─── Records for this exercise
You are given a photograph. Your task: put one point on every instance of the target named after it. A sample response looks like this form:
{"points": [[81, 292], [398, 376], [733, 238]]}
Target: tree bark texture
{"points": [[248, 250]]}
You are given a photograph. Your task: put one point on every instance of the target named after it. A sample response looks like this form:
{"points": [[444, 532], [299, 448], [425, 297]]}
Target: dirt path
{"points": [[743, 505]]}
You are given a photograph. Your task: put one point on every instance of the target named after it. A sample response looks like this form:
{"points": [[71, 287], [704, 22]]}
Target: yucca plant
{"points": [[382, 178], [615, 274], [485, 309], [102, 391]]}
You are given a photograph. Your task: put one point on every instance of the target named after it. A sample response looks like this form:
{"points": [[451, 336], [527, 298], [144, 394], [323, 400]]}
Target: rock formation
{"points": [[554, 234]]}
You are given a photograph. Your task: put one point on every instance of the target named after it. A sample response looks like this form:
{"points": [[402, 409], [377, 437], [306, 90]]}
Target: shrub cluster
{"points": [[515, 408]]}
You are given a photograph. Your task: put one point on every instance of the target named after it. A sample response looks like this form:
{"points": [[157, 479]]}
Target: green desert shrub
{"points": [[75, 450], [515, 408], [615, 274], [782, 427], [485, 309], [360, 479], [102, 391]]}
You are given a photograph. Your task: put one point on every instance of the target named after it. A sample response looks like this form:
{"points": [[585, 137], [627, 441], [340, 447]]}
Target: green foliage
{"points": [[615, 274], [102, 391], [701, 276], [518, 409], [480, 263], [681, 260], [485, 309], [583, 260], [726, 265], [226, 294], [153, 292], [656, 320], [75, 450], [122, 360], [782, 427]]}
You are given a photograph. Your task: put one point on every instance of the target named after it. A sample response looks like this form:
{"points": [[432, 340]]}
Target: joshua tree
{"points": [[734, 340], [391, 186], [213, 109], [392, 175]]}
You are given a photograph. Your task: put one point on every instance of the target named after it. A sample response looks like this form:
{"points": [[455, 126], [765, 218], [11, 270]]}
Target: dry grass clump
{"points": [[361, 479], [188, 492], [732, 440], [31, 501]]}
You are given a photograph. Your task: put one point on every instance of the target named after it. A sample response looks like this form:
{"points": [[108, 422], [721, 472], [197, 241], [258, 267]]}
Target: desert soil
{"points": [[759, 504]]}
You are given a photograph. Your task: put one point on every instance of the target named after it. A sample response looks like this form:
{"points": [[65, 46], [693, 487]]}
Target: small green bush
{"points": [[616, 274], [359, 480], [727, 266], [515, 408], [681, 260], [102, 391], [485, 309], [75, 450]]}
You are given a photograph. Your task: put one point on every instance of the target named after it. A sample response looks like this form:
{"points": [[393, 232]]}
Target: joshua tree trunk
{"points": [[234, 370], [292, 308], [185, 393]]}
──────
**Directive**
Extract all of the data exactly as written.

**Written response**
You are given a photograph. Your task: put one point on every instance of the target named after it. A sample response looks like this form:
{"points": [[81, 292], [398, 376], [733, 238]]}
Target: tree bark texture
{"points": [[248, 250]]}
You are given a photograph. Your task: put one point on every instance of the target named after it. A sample response looks like this form:
{"points": [[444, 532], [299, 448], [425, 297]]}
Target: dirt path
{"points": [[743, 505]]}
You are given a photograph. Your task: put one point on every instance of the target named after it. A sample response looks like this form:
{"points": [[71, 287], [704, 22]]}
Target: yucca plant
{"points": [[382, 178], [615, 274], [485, 309], [102, 391]]}
You are given a photograph. Your task: put one point on every instance of the target named after it. A sample response looks like this form:
{"points": [[451, 336], [527, 298], [144, 394], [323, 400]]}
Target: rock formation
{"points": [[554, 234]]}
You are given a photograph. Your task: put one point on every instance of the target named after it. A sample response looks like this form:
{"points": [[402, 409], [377, 437], [306, 90]]}
Target: shrub cluster
{"points": [[515, 408]]}
You are given a photograph. Your task: put one point on every instance of the target named after it. A sample response looks like this form:
{"points": [[157, 479]]}
Target: green desert shrub
{"points": [[75, 450], [515, 408], [615, 274], [782, 427], [485, 309], [360, 479], [102, 391]]}
You are given a photograph. Your task: put one point on every instance of the target named after it. A sample response looks like this form:
{"points": [[585, 137], [627, 441], [340, 447]]}
Target: green foliage
{"points": [[615, 274], [102, 391], [701, 276], [518, 409], [480, 263], [681, 260], [485, 309], [583, 260], [726, 265], [226, 294], [153, 292], [656, 320], [75, 450], [122, 360], [782, 427]]}
You are given a photograph. Your task: put one point on every instance of the target named after it. A sample response looks like this form:
{"points": [[432, 340]]}
Target: joshua tree
{"points": [[734, 340], [391, 186], [213, 109], [392, 175]]}
You are given a photograph. Your task: put one point on every instance of the target named after it. A sample response looks like this form:
{"points": [[455, 126], [765, 218], [11, 270]]}
Target: dry grass clump
{"points": [[361, 479], [188, 492], [732, 440], [31, 501]]}
You are given a photograph. Your task: put one point on every instance of the target named after it. A sample response looks like this form:
{"points": [[108, 422], [721, 472], [197, 241], [258, 267]]}
Target: desert soil
{"points": [[759, 504]]}
You are given a photograph. Your task: put one point on every instance of the target named after it. A sample response looks like this form:
{"points": [[65, 46], [693, 487]]}
Target: small green bush
{"points": [[616, 274], [359, 480], [727, 266], [515, 408], [681, 260], [102, 391], [485, 309], [75, 450]]}
You are given a photograph. Your task: put one point on every instance of the target named after it. A sample response looks like this form:
{"points": [[393, 232]]}
Target: joshua tree trunk
{"points": [[234, 370], [292, 308], [185, 393]]}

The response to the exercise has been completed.